■ **The task**: Each record must be returned exactly, apart from the pictures, which stay out.

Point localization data
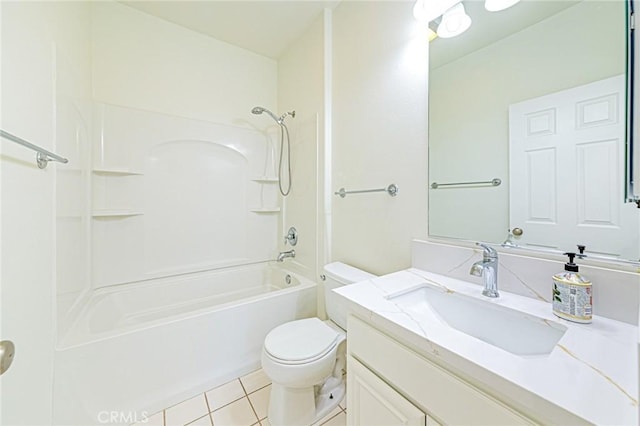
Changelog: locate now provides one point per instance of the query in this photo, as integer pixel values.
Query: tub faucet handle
(291, 237)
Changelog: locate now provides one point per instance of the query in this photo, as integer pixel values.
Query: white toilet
(305, 359)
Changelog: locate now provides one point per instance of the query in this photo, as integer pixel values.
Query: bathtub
(138, 348)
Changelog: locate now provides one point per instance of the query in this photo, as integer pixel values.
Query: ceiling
(269, 27)
(489, 27)
(265, 27)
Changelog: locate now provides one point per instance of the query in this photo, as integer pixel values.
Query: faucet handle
(489, 252)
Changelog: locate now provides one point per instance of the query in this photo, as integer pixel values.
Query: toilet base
(304, 406)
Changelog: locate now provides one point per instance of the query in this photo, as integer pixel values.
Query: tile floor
(241, 402)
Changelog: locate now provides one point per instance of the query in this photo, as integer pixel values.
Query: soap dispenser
(572, 298)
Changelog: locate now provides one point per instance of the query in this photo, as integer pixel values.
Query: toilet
(305, 359)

■ **Problem solution**:
Changelog: locate now provides one point per instance of the query in this photo, as integer pixel values.
Query: tub faucet handle
(291, 237)
Changelog: locate now provides one point per instance of the query in this photo, as integer pixel values.
Query: white toilet
(305, 359)
Changelog: locate now provides one point per instance of the query in this photo, as integer pixel values.
Query: bathtub
(138, 348)
Changelog: locate now provides one point per instance of the query in this photo, as integer pixel values.
Query: ceiling
(269, 27)
(489, 27)
(265, 27)
Changelog: locate now provides one point per instance of the query in this photo, as integer pixel values.
Query: faucet handle
(489, 252)
Changelog: locate now provides one point per instance of the query in this photo, as integer pixel values.
Query: toilet base
(304, 406)
Changelog: locate now provides one point per instance of the query in this photo, as integer pixel values.
Query: tile floor
(241, 402)
Changelog: locate now provides one point per instance of the query in this photo, as integer pixel values.
Query: soap dispenser
(572, 298)
Changelog: locate now provides one point per instance of the query in this photo, as integer pixel values.
Query: toilet
(305, 359)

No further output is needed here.